# [Activity]
Print the data exactly as it is given, please.

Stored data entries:
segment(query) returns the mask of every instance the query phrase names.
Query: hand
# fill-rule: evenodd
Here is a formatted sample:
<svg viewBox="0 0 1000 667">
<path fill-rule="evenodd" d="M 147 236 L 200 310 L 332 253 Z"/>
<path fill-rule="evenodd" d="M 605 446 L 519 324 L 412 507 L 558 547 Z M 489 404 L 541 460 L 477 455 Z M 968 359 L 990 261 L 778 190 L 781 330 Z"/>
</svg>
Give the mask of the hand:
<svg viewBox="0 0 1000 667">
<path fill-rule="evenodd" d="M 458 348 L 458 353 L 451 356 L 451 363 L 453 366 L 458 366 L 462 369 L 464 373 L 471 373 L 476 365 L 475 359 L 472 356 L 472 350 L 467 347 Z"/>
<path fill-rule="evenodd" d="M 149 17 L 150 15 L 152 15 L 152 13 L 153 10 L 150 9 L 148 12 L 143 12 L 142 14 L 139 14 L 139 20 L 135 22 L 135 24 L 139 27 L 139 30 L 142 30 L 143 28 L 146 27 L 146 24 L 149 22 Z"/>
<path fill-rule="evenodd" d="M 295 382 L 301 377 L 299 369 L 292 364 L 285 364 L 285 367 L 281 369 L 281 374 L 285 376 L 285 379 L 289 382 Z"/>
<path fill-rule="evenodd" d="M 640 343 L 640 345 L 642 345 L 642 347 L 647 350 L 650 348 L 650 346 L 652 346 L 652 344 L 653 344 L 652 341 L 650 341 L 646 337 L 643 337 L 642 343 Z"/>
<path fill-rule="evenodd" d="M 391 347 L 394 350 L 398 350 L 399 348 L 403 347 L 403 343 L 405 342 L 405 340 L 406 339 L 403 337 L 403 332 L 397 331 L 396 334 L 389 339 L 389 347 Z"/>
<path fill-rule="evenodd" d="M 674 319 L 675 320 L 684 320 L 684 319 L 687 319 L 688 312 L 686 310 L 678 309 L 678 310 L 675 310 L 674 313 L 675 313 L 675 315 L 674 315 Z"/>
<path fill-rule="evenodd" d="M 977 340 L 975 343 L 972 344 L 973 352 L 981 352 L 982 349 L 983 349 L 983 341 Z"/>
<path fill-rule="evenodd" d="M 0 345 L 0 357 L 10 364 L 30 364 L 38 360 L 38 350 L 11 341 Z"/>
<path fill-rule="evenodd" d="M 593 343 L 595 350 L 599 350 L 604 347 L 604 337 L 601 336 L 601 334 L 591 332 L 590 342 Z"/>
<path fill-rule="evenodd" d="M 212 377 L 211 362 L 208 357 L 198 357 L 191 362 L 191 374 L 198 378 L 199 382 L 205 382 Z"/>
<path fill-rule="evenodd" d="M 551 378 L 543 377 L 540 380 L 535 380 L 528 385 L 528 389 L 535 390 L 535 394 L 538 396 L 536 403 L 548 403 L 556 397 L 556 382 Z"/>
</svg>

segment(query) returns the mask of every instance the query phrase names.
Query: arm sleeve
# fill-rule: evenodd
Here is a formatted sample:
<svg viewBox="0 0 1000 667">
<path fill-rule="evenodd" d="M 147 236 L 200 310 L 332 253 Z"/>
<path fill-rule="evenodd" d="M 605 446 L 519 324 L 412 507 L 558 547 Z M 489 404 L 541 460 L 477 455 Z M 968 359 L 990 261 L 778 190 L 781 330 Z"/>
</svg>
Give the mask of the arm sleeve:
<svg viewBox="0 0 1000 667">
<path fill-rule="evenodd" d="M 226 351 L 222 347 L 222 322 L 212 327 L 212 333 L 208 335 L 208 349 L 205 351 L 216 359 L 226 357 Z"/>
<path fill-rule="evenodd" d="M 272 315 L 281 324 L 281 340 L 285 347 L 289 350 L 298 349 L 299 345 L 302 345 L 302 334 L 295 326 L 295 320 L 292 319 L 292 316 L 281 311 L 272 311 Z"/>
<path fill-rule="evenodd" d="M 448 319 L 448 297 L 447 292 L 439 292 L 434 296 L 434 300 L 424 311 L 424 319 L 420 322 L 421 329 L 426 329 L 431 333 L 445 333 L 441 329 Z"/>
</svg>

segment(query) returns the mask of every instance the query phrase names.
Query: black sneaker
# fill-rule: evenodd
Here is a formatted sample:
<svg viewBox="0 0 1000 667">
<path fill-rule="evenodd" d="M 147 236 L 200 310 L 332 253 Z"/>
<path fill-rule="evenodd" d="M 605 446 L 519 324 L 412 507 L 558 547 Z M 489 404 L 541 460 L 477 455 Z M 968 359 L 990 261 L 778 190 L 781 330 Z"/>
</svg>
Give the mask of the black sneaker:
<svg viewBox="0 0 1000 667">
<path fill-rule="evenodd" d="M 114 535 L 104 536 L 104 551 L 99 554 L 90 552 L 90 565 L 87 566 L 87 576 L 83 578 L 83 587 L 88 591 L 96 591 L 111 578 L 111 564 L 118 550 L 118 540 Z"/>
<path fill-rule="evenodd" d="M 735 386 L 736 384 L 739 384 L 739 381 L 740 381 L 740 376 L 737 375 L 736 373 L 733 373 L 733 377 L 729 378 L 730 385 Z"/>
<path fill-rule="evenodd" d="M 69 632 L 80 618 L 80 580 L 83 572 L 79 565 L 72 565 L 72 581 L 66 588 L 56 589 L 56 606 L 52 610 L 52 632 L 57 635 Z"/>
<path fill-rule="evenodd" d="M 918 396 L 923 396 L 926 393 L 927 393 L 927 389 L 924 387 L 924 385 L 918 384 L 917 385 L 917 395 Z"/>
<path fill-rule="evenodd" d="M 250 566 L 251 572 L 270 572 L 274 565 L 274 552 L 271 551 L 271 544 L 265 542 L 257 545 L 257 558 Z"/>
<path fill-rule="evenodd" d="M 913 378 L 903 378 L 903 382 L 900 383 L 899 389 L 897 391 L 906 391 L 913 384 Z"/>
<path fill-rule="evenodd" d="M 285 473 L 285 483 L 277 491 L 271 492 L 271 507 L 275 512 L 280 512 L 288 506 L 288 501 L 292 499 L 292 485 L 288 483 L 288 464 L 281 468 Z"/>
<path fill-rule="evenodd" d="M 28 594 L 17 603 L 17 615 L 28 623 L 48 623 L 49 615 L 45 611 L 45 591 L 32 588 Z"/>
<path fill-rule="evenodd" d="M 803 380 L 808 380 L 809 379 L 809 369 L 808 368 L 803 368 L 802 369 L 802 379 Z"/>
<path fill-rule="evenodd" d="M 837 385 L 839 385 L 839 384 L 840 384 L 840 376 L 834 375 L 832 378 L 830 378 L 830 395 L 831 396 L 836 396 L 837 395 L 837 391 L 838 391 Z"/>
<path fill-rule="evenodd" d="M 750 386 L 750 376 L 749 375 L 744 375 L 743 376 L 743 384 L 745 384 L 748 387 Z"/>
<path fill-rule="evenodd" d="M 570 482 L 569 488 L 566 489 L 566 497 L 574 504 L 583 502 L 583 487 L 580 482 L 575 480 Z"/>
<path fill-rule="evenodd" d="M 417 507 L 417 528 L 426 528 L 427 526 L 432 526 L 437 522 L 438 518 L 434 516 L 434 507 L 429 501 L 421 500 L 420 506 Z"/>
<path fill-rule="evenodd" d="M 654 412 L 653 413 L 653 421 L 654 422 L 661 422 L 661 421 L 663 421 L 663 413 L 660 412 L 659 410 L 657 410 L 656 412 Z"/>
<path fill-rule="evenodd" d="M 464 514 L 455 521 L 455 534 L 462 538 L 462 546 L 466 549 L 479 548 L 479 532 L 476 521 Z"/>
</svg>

# [Result of this exercise]
segment(query) returns the mask of every instance the query phrase names.
Query: hand
# fill-rule: evenodd
Here is a formatted sample:
<svg viewBox="0 0 1000 667">
<path fill-rule="evenodd" d="M 147 236 L 200 310 L 332 253 Z"/>
<path fill-rule="evenodd" d="M 605 446 L 519 324 L 412 507 L 558 547 Z M 489 404 L 541 460 L 477 455 Z M 968 359 L 990 261 L 778 190 L 781 330 Z"/>
</svg>
Give the mask of the hand:
<svg viewBox="0 0 1000 667">
<path fill-rule="evenodd" d="M 458 348 L 458 353 L 451 356 L 451 363 L 453 366 L 458 366 L 462 369 L 464 373 L 471 373 L 476 365 L 475 359 L 472 356 L 472 350 L 467 347 Z"/>
<path fill-rule="evenodd" d="M 149 17 L 150 15 L 152 15 L 152 13 L 153 10 L 150 9 L 148 12 L 143 12 L 142 14 L 139 14 L 139 20 L 135 22 L 135 24 L 139 27 L 139 30 L 142 30 L 143 28 L 146 27 L 146 24 L 149 22 Z"/>
<path fill-rule="evenodd" d="M 295 382 L 301 377 L 299 369 L 292 364 L 285 364 L 285 367 L 281 369 L 281 374 L 285 376 L 285 379 L 289 382 Z"/>
<path fill-rule="evenodd" d="M 640 343 L 640 345 L 642 345 L 642 347 L 647 350 L 650 348 L 650 346 L 652 346 L 652 344 L 653 344 L 652 341 L 650 341 L 646 337 L 643 337 L 642 343 Z"/>
<path fill-rule="evenodd" d="M 391 347 L 394 350 L 398 350 L 399 348 L 403 347 L 403 343 L 405 342 L 405 340 L 406 339 L 403 337 L 403 332 L 397 331 L 396 334 L 389 339 L 389 347 Z"/>
<path fill-rule="evenodd" d="M 674 319 L 675 320 L 684 320 L 684 319 L 687 319 L 688 312 L 686 310 L 678 309 L 678 310 L 675 310 L 674 313 L 675 313 L 675 315 L 674 315 Z"/>
<path fill-rule="evenodd" d="M 977 340 L 975 343 L 972 344 L 973 352 L 981 352 L 982 349 L 983 349 L 983 341 Z"/>
<path fill-rule="evenodd" d="M 0 345 L 0 357 L 10 364 L 30 364 L 38 360 L 38 350 L 11 341 Z"/>
<path fill-rule="evenodd" d="M 593 343 L 595 350 L 599 350 L 604 347 L 604 337 L 601 336 L 601 334 L 591 332 L 590 342 Z"/>
<path fill-rule="evenodd" d="M 212 377 L 211 362 L 208 357 L 198 357 L 191 362 L 191 374 L 198 378 L 199 382 L 205 382 Z"/>
<path fill-rule="evenodd" d="M 551 378 L 543 377 L 540 380 L 535 380 L 528 385 L 528 389 L 535 390 L 535 394 L 538 396 L 536 403 L 548 403 L 556 397 L 556 382 Z"/>
</svg>

segment(query) returns the mask of every instance the query phrase names.
Query: arm sleeve
# fill-rule: evenodd
Here is a formatted sample:
<svg viewBox="0 0 1000 667">
<path fill-rule="evenodd" d="M 147 236 L 200 310 L 332 253 Z"/>
<path fill-rule="evenodd" d="M 605 446 L 519 324 L 412 507 L 558 547 Z M 489 404 L 541 460 L 477 455 Z M 968 359 L 990 261 L 778 190 L 781 330 Z"/>
</svg>
Give the mask of the arm sleeve:
<svg viewBox="0 0 1000 667">
<path fill-rule="evenodd" d="M 226 351 L 222 347 L 222 322 L 212 327 L 212 333 L 208 335 L 208 349 L 205 351 L 216 359 L 226 357 Z"/>
<path fill-rule="evenodd" d="M 272 315 L 281 324 L 281 340 L 285 347 L 289 350 L 298 349 L 299 345 L 302 345 L 302 334 L 295 326 L 295 320 L 292 319 L 292 316 L 281 311 L 272 311 Z"/>
<path fill-rule="evenodd" d="M 448 319 L 448 297 L 447 292 L 439 292 L 434 296 L 434 300 L 424 311 L 424 319 L 420 322 L 421 329 L 426 329 L 431 333 L 445 333 L 441 329 Z"/>
</svg>

segment(query) returns the mask of every instance the query phrase names.
Query: black sneaker
# fill-rule: evenodd
Here is a formatted sample:
<svg viewBox="0 0 1000 667">
<path fill-rule="evenodd" d="M 147 236 L 200 310 L 332 253 Z"/>
<path fill-rule="evenodd" d="M 605 446 L 519 324 L 412 507 L 558 547 Z M 489 404 L 541 460 L 477 455 Z M 968 359 L 990 261 L 778 190 L 781 330 Z"/>
</svg>
Give the mask of the black sneaker:
<svg viewBox="0 0 1000 667">
<path fill-rule="evenodd" d="M 114 535 L 104 536 L 104 551 L 99 554 L 90 552 L 90 565 L 87 566 L 87 576 L 83 578 L 83 587 L 88 591 L 96 591 L 111 578 L 111 564 L 118 550 L 118 540 Z"/>
<path fill-rule="evenodd" d="M 735 386 L 736 384 L 739 384 L 739 381 L 740 381 L 740 376 L 737 375 L 736 373 L 733 373 L 733 377 L 729 378 L 730 385 Z"/>
<path fill-rule="evenodd" d="M 69 632 L 80 618 L 80 580 L 83 572 L 79 565 L 72 565 L 72 581 L 66 588 L 56 589 L 56 606 L 52 610 L 52 632 L 57 635 Z"/>
<path fill-rule="evenodd" d="M 918 396 L 923 396 L 926 393 L 927 393 L 927 389 L 924 387 L 924 385 L 918 384 L 917 385 L 917 395 Z"/>
<path fill-rule="evenodd" d="M 250 566 L 251 572 L 270 572 L 274 565 L 274 552 L 271 551 L 271 544 L 265 542 L 257 545 L 257 558 Z"/>
<path fill-rule="evenodd" d="M 913 378 L 903 378 L 903 382 L 900 383 L 899 389 L 897 391 L 906 391 L 913 384 Z"/>
<path fill-rule="evenodd" d="M 285 473 L 285 483 L 277 491 L 271 492 L 271 507 L 275 512 L 280 512 L 288 506 L 288 501 L 292 499 L 292 485 L 288 483 L 288 464 L 281 468 Z"/>
<path fill-rule="evenodd" d="M 28 594 L 17 603 L 17 615 L 28 623 L 48 623 L 49 615 L 45 611 L 45 591 L 32 588 Z"/>
<path fill-rule="evenodd" d="M 803 380 L 808 380 L 809 379 L 809 369 L 808 368 L 803 368 L 802 369 L 802 379 Z"/>
<path fill-rule="evenodd" d="M 837 385 L 839 385 L 839 384 L 840 384 L 840 376 L 834 375 L 832 378 L 830 378 L 830 395 L 831 396 L 836 396 L 837 395 L 837 391 L 838 391 Z"/>
<path fill-rule="evenodd" d="M 750 386 L 750 376 L 749 375 L 744 375 L 743 376 L 743 384 L 745 384 L 748 387 Z"/>
<path fill-rule="evenodd" d="M 570 482 L 569 488 L 566 489 L 566 497 L 574 504 L 583 502 L 583 487 L 580 482 L 575 480 Z"/>
<path fill-rule="evenodd" d="M 417 507 L 417 528 L 426 528 L 427 526 L 432 526 L 437 522 L 438 518 L 434 516 L 434 507 L 429 501 L 421 500 L 420 506 Z"/>
<path fill-rule="evenodd" d="M 654 412 L 653 413 L 653 421 L 654 422 L 661 422 L 661 421 L 663 421 L 663 413 L 660 412 L 659 410 L 657 410 L 656 412 Z"/>
<path fill-rule="evenodd" d="M 464 514 L 455 521 L 455 534 L 462 538 L 462 546 L 466 549 L 479 548 L 479 532 L 476 521 Z"/>
</svg>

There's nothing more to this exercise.